Required action - The pictures are to be dropped, and the records below are to be restated word for word.

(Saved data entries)
Start of Block

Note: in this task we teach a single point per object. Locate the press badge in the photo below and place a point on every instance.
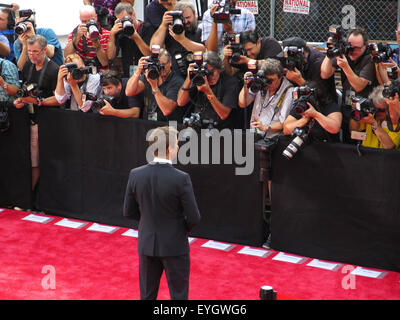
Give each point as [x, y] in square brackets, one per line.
[152, 116]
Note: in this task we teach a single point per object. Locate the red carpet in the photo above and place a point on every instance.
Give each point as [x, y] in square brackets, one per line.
[92, 265]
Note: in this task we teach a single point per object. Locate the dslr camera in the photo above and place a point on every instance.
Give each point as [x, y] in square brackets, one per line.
[338, 46]
[293, 57]
[221, 15]
[258, 80]
[127, 26]
[153, 64]
[29, 90]
[361, 107]
[300, 138]
[78, 73]
[390, 90]
[233, 39]
[381, 52]
[93, 29]
[199, 71]
[178, 22]
[301, 96]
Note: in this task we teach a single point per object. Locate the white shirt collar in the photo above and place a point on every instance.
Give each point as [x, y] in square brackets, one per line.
[162, 160]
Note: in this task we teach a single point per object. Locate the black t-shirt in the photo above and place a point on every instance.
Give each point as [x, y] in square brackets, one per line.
[169, 88]
[125, 102]
[226, 90]
[130, 52]
[317, 132]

End of Block

Task solution -
Note: in this task we teach a single point per object. Locate the press badge in the photo below and place a point on every instance.
Give each point as [x, y] in square brackets, one per line.
[152, 116]
Note: in this task we teach a single point per object. Locate the red carpet in the photo above and place a point on every instance.
Give each point as [x, y] in square brackets, one per line.
[92, 265]
Note: in this task we teach a single point per object. Locate the dslr camera in the photo above and place a point on every instance.
Give each point as [x, y] in square brackets, one per line.
[338, 46]
[293, 57]
[221, 15]
[258, 80]
[127, 26]
[153, 64]
[29, 90]
[361, 107]
[300, 138]
[78, 73]
[390, 90]
[233, 39]
[381, 52]
[93, 29]
[199, 71]
[178, 22]
[301, 96]
Note: in this task we teach a single point per object. Locate the white shirt collar in the photo above and place a point on every instance.
Give each point as [x, y] in square brackets, one per line.
[162, 160]
Note: in this task we teach a single point per object. Locate the black t-shirt in the photo above and place a point on every instance.
Give each point as [x, y] in square brackets, one per line.
[169, 88]
[125, 102]
[226, 90]
[130, 52]
[317, 132]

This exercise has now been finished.